Collection entries:
————
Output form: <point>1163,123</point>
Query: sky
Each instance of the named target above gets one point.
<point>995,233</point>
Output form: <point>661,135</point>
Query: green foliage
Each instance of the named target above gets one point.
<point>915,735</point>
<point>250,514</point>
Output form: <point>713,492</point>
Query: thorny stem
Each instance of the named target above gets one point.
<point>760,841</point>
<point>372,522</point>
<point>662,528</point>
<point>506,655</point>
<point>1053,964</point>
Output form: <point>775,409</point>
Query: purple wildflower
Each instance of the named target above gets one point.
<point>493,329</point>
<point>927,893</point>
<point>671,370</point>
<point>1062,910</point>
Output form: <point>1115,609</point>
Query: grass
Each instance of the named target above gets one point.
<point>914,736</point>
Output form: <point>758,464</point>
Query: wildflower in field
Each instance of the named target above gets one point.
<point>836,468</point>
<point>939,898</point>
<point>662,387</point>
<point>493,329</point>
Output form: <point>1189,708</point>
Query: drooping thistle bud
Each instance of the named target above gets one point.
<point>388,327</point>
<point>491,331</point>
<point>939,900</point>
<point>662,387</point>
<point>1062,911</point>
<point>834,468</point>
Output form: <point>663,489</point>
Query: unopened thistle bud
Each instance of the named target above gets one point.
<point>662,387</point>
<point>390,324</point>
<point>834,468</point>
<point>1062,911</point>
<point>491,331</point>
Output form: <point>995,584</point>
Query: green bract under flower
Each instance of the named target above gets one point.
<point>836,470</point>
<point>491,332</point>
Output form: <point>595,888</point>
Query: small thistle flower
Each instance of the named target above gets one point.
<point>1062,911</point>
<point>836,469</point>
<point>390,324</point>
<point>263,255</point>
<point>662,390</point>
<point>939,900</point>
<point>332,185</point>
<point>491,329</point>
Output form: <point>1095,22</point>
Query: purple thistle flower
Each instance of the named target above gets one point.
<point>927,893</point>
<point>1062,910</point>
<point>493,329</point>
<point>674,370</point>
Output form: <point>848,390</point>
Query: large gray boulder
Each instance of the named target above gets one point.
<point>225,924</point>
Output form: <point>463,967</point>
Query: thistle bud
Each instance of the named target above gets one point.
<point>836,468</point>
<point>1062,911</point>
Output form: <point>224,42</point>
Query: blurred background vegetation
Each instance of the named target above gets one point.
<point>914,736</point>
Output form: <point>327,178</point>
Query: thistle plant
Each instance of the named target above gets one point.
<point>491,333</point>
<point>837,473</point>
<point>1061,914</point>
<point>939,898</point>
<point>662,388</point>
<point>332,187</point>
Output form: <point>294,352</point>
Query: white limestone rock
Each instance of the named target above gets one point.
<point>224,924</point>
————
_Problem requirements_: Can you quote all of the material above, word for word and line by line?

_Completed exercise_:
Output form: <point>1163,123</point>
Query: sky
Each instance of the named target above gets one point.
<point>995,233</point>
Output form: <point>661,135</point>
Query: green foliage
Each instance of the named target above gets one point.
<point>915,735</point>
<point>250,514</point>
Output form: <point>713,492</point>
Query: thorny stem
Each instance of the named target above gets one point.
<point>760,841</point>
<point>372,522</point>
<point>662,528</point>
<point>506,655</point>
<point>1053,964</point>
Output form: <point>775,409</point>
Query: purple wildflower
Each instance of the named target above gets one point.
<point>493,329</point>
<point>927,893</point>
<point>671,370</point>
<point>1062,910</point>
Output form: <point>1115,609</point>
Query: grass
Each instance of the named target above gets one point.
<point>914,736</point>
Output form: <point>758,464</point>
Query: wildflower in field
Each instance of the named target above gets one point.
<point>836,468</point>
<point>939,898</point>
<point>662,387</point>
<point>493,329</point>
Output form: <point>1189,708</point>
Query: drooping thistle bud
Each instance of the named target above gets one point.
<point>388,327</point>
<point>491,331</point>
<point>939,900</point>
<point>662,387</point>
<point>1062,911</point>
<point>834,468</point>
Output form: <point>663,489</point>
Query: unopened thistle bud
Each instance of the named target above gets one point.
<point>662,387</point>
<point>390,324</point>
<point>834,468</point>
<point>1062,911</point>
<point>491,331</point>
Output form: <point>995,584</point>
Query: green bract under flower
Each instance of the named target above gets one point.
<point>836,470</point>
<point>491,332</point>
Output form: <point>595,888</point>
Query: small thistle flower
Each instance of the named target above gets one point.
<point>1062,911</point>
<point>836,469</point>
<point>390,324</point>
<point>263,255</point>
<point>662,390</point>
<point>939,900</point>
<point>332,185</point>
<point>491,329</point>
Output form: <point>1095,22</point>
Query: purple thistle flower
Each instance of the named target above gets one point.
<point>927,893</point>
<point>1062,910</point>
<point>493,329</point>
<point>674,370</point>
Output form: <point>848,390</point>
Query: large gray boulder
Each instance of the named target above gets one point.
<point>225,924</point>
Output form: <point>463,967</point>
Query: thistle bud
Each instance of the named target above gets one point.
<point>836,468</point>
<point>1062,911</point>
Output form: <point>224,42</point>
Query: blurred background vegetation
Each instance of the named target above gets one point.
<point>914,736</point>
Output form: <point>327,178</point>
Query: thistle plant
Each instance of the named target above gets one point.
<point>491,333</point>
<point>837,473</point>
<point>1061,914</point>
<point>939,898</point>
<point>662,388</point>
<point>332,187</point>
Output form: <point>294,352</point>
Query: white limestone rock
Each instance of the named target above gets one point.
<point>224,924</point>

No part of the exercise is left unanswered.